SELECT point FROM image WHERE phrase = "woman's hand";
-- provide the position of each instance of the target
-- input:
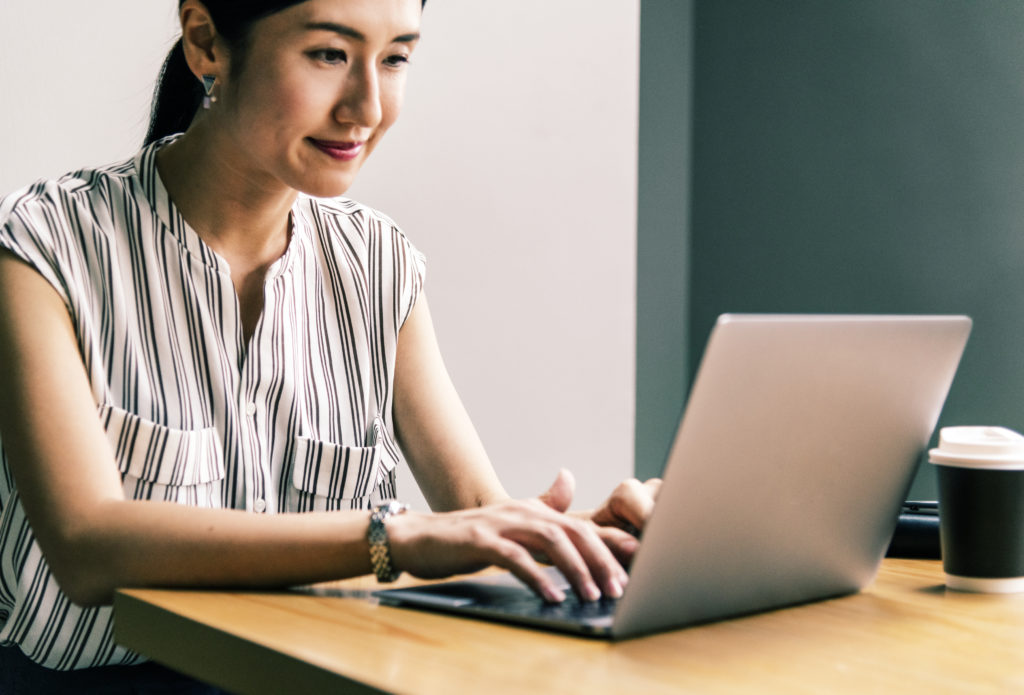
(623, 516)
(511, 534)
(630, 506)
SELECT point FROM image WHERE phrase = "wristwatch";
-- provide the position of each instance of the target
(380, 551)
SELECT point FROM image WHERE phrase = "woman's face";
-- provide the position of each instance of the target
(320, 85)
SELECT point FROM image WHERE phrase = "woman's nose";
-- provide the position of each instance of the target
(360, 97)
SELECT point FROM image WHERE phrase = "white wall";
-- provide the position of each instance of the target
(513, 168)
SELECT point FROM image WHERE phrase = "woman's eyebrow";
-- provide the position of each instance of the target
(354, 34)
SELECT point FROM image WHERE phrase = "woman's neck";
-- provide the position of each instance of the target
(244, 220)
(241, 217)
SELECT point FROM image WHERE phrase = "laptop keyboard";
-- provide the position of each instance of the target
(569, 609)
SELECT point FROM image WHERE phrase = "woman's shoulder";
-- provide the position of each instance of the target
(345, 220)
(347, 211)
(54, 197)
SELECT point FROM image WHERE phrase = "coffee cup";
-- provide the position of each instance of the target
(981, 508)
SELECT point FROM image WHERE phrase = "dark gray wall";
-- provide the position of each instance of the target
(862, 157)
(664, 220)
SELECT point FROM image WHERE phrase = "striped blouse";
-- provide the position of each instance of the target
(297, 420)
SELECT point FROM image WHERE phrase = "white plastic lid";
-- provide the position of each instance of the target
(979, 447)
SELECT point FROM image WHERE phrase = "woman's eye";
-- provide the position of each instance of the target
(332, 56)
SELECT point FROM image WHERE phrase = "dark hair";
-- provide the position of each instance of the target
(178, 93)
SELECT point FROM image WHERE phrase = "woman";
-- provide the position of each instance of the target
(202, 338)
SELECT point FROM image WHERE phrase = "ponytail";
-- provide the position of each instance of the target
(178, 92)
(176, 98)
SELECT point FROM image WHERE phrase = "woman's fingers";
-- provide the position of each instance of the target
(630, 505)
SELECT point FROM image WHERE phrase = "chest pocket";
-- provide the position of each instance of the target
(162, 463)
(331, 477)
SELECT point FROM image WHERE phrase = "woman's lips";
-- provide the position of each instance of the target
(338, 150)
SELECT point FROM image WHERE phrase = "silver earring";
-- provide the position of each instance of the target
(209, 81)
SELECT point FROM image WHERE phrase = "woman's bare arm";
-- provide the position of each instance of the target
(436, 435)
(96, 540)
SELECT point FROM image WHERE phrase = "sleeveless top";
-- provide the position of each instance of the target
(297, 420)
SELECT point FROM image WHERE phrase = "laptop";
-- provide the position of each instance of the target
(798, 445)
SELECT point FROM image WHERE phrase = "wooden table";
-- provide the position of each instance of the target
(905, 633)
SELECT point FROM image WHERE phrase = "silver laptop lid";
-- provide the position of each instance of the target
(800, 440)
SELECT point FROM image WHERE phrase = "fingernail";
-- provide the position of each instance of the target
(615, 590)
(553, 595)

---

Scan the listing above, and wherever a line holds the word "laptop", copy it.

#### TASK ANSWER
SELECT point FROM image WHERE phrase = "laptop keyboard";
SELECT point FROM image WHERE phrase = "laptop";
SELECT point FROM image WHERE phrase = "silver laptop lid";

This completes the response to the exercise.